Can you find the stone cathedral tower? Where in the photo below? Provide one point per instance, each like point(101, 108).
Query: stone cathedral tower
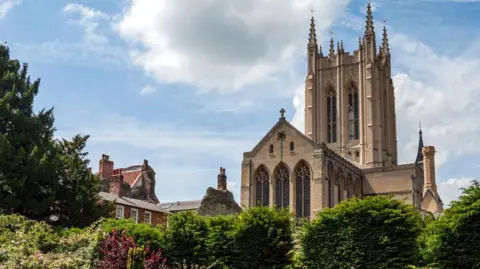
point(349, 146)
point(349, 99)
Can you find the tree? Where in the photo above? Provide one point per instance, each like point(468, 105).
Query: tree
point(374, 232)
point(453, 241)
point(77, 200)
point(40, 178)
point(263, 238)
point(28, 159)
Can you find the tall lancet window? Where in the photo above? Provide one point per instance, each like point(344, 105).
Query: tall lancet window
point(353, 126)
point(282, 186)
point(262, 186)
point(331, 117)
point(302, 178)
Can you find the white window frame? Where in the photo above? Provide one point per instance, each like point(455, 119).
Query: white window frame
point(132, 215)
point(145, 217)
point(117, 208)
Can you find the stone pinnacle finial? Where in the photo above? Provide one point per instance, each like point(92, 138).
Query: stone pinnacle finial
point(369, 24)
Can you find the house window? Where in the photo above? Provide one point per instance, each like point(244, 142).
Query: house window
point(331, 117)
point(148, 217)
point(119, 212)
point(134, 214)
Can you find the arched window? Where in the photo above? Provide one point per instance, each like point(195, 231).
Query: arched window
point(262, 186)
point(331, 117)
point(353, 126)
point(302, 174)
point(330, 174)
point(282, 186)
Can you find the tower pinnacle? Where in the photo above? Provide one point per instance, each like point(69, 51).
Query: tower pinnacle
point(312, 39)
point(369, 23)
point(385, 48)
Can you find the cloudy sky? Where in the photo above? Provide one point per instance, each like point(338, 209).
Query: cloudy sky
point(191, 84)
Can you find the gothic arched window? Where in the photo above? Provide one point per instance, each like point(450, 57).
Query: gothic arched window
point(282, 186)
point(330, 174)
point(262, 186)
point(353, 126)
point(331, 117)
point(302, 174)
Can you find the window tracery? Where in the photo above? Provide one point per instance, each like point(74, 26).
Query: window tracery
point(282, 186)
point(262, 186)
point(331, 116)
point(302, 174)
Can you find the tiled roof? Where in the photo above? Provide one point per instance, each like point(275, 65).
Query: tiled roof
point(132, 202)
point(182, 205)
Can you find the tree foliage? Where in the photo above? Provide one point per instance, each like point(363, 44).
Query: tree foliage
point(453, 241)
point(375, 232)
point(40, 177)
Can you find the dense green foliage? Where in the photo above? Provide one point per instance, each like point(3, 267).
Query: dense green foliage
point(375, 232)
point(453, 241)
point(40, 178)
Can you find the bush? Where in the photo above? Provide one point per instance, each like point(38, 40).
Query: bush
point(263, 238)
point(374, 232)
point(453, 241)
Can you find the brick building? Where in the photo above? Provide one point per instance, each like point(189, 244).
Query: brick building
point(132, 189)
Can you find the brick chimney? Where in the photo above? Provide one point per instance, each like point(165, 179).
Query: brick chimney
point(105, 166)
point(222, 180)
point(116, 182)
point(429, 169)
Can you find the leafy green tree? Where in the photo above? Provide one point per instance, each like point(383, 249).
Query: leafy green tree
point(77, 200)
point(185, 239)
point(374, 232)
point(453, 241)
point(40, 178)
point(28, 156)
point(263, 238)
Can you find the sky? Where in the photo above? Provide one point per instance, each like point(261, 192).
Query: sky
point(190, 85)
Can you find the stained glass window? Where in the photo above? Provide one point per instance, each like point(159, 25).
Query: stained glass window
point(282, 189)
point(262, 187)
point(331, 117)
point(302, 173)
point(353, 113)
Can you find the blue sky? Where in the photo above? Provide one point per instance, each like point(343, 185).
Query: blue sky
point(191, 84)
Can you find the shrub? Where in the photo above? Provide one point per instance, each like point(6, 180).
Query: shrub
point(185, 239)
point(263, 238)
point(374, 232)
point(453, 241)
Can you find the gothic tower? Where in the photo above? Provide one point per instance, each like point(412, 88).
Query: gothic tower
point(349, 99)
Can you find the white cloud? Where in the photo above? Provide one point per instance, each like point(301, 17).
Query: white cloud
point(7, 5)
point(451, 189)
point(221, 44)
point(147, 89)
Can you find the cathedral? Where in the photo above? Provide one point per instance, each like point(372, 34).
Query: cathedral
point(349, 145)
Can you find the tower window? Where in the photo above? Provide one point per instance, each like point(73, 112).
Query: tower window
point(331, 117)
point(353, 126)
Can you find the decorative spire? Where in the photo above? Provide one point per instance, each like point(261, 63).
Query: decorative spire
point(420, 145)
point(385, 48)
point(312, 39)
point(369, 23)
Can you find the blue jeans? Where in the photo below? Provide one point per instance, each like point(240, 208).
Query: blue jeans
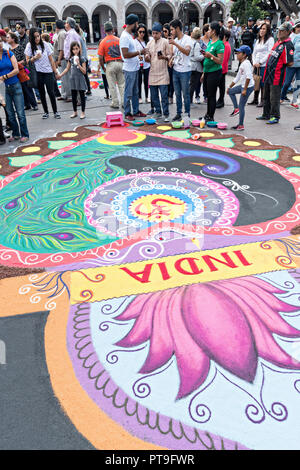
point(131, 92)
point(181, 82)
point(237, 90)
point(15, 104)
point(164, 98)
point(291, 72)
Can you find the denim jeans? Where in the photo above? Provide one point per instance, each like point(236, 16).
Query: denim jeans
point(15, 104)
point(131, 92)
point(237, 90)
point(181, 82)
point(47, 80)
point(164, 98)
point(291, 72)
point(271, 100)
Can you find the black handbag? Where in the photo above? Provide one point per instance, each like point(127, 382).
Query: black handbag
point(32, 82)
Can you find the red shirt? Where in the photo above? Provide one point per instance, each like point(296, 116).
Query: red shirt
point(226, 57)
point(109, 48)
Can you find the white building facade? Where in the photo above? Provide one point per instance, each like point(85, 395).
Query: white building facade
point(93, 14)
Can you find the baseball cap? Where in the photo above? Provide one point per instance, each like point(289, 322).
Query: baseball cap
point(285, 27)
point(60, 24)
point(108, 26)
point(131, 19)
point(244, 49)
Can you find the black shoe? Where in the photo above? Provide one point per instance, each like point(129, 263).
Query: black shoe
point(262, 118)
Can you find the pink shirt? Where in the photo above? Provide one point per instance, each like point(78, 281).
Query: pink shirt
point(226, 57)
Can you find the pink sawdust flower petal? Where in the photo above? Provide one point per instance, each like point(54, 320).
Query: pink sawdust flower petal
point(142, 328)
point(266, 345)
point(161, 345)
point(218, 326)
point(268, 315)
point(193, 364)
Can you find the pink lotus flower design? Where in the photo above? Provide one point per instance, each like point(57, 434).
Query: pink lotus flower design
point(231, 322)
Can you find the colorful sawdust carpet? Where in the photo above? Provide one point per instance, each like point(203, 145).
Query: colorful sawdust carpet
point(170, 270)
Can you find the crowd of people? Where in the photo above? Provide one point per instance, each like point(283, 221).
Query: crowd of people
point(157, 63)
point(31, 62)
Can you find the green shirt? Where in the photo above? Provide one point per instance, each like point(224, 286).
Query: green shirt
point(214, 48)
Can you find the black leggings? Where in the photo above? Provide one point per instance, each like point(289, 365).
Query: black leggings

+---+

§ **AIM OF THE TASK**
One stretch of the lines above is wanted, from the line that contains "Query: tower pinnacle" through the line that contains "Can you find the brick chimney?". Output it exactly.

§ **EXPECTED ANSWER**
Query: tower pinnacle
point(312, 39)
point(369, 23)
point(385, 48)
Can you find the cloudy sky? Where in the photo above? Provide one point per instance, each like point(338, 209).
Query: cloudy sky
point(191, 84)
Can you find the gothic arched window? Where in the photo above? Provide one point per instance, each like point(450, 57).
Query: gothic arched window
point(282, 186)
point(330, 174)
point(262, 186)
point(353, 126)
point(331, 117)
point(302, 174)
Can you find the window tracery? Where in the photo above? Provide one point per instance, each like point(74, 26).
Query: window tracery
point(282, 186)
point(262, 186)
point(331, 116)
point(302, 174)
Can you find the tiled roof? Where in the photo above? Provide one point per instance, each like point(275, 65).
Query: tiled roof
point(132, 202)
point(182, 205)
Can you find the tree foliage? Where in the photo above? Provide one point per instance, each like point(363, 44).
Query: tree foliage
point(453, 241)
point(375, 232)
point(40, 177)
Can you find the dense green foliage? Where in the photo above? Provide one point per instance, each like point(3, 267).
Query: dense green foliage
point(375, 232)
point(453, 241)
point(40, 178)
Can you find the bush? Where in the photo above? Provide one point per instance, each like point(38, 40).
Query: bush
point(263, 238)
point(374, 232)
point(453, 241)
Can you find the brick building? Where in the photo above? Provide one point per instance, each like point(189, 244).
Query: brick building
point(132, 189)
Can you find the brick chimney? Where in the photo above? Provide one point per instance, each like point(165, 179).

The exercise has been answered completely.